HOW TO COMPLETE THIS TASK = Note the line where "Target: stainless steel refrigerator" appears in the data below; write it out exactly, along with every line that comes after it to the end.

Records from a data collection =
▬▬▬

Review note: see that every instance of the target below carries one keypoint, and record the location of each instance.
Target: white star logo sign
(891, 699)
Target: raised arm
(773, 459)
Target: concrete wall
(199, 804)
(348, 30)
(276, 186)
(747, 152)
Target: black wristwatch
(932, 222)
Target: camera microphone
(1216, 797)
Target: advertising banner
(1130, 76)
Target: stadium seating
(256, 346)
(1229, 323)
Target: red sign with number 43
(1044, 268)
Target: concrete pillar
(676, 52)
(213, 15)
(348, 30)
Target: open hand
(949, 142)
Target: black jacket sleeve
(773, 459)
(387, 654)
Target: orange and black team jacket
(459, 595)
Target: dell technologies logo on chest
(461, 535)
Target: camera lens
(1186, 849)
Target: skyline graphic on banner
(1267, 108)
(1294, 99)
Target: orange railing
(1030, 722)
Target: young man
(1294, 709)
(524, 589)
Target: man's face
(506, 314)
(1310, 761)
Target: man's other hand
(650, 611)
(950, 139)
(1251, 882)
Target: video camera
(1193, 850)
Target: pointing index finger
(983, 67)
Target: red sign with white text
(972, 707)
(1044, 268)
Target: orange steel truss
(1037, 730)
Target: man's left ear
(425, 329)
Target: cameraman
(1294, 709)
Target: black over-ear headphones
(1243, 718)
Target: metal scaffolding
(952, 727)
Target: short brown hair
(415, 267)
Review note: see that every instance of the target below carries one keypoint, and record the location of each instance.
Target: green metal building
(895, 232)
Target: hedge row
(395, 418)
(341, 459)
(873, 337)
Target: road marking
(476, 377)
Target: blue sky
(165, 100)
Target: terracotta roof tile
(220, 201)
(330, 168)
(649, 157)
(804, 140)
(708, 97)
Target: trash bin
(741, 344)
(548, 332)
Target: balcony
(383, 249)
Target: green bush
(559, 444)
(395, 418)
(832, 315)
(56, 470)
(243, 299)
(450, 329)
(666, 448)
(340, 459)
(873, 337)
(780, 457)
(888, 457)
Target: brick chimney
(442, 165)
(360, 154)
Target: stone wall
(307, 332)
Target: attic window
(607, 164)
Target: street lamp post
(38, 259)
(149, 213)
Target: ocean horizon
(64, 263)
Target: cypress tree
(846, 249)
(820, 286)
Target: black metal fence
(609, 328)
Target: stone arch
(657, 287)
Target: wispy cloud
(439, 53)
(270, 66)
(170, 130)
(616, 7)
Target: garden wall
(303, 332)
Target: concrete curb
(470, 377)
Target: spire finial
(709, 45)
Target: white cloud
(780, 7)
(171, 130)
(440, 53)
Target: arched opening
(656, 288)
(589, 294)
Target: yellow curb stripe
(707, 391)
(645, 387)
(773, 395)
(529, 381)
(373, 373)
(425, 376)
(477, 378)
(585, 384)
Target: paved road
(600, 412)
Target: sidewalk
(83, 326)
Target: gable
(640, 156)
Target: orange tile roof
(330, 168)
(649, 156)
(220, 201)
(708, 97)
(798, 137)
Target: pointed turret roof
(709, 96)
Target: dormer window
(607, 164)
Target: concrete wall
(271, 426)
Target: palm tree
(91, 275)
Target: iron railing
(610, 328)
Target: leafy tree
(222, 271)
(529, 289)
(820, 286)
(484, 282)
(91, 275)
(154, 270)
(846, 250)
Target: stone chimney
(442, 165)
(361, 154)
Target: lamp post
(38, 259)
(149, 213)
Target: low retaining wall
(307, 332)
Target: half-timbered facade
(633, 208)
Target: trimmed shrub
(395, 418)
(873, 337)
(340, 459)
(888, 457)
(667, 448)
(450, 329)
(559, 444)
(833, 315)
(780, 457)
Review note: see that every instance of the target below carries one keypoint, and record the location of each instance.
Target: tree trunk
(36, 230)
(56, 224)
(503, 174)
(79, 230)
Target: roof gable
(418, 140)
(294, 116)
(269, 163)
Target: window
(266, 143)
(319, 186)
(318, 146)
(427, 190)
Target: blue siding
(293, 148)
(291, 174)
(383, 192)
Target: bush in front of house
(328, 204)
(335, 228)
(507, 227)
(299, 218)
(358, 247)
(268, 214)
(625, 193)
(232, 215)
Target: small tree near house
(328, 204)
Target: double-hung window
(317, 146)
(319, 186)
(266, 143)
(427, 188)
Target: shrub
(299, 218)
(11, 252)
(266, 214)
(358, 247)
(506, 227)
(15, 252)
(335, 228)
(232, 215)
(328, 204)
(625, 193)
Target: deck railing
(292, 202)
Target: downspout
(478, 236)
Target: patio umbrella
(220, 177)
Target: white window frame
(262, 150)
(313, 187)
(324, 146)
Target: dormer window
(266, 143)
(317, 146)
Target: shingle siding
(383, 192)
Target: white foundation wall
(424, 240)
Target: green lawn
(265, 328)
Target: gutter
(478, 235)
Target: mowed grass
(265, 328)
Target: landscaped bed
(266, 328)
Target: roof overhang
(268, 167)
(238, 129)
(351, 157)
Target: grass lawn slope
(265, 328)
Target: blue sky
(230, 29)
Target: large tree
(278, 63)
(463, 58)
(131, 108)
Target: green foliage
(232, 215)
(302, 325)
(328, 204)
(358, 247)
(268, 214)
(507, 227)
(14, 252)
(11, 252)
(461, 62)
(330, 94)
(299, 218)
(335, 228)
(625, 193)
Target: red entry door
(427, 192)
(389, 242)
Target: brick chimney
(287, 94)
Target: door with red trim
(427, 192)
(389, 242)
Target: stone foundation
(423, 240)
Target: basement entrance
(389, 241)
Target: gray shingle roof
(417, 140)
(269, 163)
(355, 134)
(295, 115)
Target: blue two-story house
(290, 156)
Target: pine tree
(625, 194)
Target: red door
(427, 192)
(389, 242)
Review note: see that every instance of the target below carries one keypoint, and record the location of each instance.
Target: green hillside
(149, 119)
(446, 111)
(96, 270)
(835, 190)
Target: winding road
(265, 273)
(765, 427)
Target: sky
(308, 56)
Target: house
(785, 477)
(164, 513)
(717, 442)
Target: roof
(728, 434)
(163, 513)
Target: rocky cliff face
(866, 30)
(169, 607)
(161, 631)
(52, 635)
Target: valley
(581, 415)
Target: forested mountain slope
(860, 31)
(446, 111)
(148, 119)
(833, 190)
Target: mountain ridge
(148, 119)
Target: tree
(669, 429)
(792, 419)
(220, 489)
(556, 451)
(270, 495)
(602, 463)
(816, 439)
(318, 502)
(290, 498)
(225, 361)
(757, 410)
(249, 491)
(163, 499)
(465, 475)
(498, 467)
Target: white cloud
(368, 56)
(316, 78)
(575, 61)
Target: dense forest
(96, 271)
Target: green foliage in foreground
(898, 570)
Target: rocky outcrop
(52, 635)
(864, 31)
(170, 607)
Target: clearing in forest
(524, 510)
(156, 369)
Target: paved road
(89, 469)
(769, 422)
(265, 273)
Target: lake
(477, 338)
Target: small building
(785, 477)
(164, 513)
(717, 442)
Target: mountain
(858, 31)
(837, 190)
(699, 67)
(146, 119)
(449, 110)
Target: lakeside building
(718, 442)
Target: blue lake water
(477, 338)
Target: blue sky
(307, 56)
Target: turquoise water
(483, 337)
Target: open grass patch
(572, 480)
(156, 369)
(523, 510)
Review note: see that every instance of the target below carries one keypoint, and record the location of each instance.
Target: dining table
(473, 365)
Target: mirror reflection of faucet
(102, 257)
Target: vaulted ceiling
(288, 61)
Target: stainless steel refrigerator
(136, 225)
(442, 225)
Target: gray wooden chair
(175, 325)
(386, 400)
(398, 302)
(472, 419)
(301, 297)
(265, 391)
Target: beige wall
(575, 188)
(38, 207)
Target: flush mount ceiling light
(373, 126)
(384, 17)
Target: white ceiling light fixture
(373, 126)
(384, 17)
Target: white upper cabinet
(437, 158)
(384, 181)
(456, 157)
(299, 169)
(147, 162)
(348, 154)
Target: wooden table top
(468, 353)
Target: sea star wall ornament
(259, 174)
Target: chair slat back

▬▬▬

RESPONSE AREA =
Target: stainless steel refrigerator
(136, 225)
(442, 225)
Target: gray wooden chair
(175, 325)
(386, 400)
(398, 302)
(472, 419)
(301, 297)
(265, 391)
Target: beige wall
(575, 188)
(38, 207)
Target: flush mount ceiling light
(373, 126)
(384, 17)
Target: white ceiling light fixture
(373, 126)
(384, 17)
Target: white upper cabinet
(437, 158)
(384, 181)
(456, 157)
(299, 169)
(147, 162)
(348, 154)
Target: wooden table top
(468, 353)
Target: sea star wall ornament
(259, 174)
Target: chair slat back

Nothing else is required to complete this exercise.